■ WHAT YOU HAVE TO DO: Please print exactly the lines running from the one that contains "Target: retaining wall top edge" to the end of the data, with both lines included.

■ SUPPLIED DATA:
= = =

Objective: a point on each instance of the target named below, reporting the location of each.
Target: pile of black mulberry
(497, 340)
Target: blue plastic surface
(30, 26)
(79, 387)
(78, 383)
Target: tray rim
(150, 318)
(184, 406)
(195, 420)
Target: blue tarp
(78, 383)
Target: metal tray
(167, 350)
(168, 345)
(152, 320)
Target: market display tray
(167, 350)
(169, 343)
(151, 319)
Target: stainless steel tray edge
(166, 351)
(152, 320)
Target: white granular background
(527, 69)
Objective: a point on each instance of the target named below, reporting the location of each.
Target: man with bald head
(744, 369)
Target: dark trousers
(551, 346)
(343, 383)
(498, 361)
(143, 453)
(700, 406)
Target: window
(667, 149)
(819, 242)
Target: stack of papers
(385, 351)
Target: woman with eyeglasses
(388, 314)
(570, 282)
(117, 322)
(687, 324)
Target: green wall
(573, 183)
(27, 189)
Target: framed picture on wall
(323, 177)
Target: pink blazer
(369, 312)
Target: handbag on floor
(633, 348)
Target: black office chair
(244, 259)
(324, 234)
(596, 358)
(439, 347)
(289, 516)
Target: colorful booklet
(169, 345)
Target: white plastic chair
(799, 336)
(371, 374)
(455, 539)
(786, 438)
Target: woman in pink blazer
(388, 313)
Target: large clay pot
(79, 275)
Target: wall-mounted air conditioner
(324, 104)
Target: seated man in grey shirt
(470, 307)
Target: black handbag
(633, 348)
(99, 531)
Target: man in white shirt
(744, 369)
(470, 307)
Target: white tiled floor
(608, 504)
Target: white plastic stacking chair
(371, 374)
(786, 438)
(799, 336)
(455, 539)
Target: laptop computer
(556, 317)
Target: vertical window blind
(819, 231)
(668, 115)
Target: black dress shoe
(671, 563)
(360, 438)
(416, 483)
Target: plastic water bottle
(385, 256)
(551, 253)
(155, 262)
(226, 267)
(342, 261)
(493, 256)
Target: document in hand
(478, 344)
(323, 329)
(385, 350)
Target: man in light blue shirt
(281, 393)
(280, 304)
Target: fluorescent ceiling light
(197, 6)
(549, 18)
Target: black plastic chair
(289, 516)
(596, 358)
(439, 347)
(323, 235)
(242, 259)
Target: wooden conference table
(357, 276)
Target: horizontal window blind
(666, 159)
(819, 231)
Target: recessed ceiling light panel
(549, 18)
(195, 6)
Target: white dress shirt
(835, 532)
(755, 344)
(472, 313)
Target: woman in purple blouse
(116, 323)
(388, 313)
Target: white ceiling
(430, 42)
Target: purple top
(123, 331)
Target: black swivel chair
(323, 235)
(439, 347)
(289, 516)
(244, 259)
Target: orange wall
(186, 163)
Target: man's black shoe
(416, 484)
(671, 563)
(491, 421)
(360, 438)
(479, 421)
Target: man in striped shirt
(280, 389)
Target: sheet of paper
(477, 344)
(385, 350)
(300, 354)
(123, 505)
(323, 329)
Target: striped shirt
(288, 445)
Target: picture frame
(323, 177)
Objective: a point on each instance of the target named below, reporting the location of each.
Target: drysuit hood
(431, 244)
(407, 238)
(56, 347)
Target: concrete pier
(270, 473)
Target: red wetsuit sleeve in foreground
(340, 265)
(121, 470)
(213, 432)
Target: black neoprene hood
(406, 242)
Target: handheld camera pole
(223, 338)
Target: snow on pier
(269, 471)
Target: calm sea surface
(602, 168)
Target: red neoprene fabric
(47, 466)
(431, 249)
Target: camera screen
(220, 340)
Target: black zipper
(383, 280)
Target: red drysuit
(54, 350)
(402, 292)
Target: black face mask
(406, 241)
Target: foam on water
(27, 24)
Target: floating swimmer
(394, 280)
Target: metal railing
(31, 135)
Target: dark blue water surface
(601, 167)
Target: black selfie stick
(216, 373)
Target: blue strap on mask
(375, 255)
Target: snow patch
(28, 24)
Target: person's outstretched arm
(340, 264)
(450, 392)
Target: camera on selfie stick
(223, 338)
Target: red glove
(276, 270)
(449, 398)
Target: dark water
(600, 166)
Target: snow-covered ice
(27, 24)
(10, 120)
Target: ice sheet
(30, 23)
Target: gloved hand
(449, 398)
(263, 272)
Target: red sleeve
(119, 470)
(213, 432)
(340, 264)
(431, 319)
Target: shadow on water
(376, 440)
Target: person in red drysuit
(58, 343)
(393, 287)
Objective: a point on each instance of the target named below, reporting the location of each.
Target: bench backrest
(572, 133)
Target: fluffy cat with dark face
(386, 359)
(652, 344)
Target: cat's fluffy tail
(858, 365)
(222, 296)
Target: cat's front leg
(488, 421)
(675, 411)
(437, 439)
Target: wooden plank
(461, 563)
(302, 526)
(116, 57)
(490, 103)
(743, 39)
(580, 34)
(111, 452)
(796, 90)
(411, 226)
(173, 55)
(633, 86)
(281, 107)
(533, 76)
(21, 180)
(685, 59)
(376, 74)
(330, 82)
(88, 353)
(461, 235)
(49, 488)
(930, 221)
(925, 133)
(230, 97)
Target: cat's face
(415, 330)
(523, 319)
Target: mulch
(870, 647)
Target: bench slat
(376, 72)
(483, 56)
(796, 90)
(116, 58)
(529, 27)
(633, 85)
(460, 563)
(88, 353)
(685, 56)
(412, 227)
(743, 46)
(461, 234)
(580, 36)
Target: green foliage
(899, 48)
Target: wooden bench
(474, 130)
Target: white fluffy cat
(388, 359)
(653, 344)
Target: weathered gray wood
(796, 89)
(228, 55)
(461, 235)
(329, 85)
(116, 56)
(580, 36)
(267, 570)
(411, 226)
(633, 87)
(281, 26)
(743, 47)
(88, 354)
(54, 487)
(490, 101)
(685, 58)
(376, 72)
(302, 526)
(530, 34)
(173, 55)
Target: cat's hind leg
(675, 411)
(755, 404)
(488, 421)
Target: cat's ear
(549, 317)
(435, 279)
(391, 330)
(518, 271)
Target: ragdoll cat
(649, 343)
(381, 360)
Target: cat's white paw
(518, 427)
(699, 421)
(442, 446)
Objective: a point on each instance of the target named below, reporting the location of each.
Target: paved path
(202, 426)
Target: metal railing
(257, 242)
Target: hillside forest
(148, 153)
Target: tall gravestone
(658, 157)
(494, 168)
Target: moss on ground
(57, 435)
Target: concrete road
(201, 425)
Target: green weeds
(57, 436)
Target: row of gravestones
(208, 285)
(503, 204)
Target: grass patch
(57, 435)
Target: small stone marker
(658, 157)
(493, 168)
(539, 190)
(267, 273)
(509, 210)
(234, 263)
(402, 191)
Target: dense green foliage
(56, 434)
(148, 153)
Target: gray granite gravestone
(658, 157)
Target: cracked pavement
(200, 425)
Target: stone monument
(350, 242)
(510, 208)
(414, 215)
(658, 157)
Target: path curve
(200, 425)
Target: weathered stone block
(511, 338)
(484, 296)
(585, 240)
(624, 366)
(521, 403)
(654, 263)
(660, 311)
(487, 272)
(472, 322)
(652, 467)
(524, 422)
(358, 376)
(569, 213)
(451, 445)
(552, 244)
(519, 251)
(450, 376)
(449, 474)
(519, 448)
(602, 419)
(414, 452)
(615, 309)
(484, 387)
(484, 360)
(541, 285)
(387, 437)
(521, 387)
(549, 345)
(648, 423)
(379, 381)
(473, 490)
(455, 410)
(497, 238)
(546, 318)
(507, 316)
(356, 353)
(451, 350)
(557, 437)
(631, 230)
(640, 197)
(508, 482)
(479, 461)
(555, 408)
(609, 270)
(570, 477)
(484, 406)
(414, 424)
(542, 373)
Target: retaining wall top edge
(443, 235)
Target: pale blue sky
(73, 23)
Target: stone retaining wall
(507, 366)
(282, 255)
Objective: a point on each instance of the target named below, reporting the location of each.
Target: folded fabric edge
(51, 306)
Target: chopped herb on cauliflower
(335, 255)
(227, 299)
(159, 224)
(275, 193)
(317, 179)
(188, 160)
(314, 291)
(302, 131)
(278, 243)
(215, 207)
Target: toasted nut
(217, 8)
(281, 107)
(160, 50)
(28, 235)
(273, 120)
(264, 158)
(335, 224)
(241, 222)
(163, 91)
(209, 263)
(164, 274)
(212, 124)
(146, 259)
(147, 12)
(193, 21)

= = =

■ TASK RESPONSE:
Target: retaining wall top edge
(443, 235)
Target: pale blue sky
(73, 23)
Target: stone retaining wall
(507, 366)
(282, 255)
Objective: a point on each instance of the target named below, reporting the location of each.
Target: folded fabric edge
(51, 306)
Target: chopped herb on cauliflower
(335, 255)
(227, 299)
(159, 224)
(275, 193)
(317, 179)
(188, 160)
(314, 291)
(302, 131)
(278, 243)
(215, 207)
Target: toasted nut
(217, 8)
(281, 107)
(160, 50)
(28, 235)
(273, 120)
(264, 158)
(335, 224)
(241, 222)
(163, 91)
(209, 263)
(164, 274)
(212, 124)
(146, 259)
(147, 12)
(193, 21)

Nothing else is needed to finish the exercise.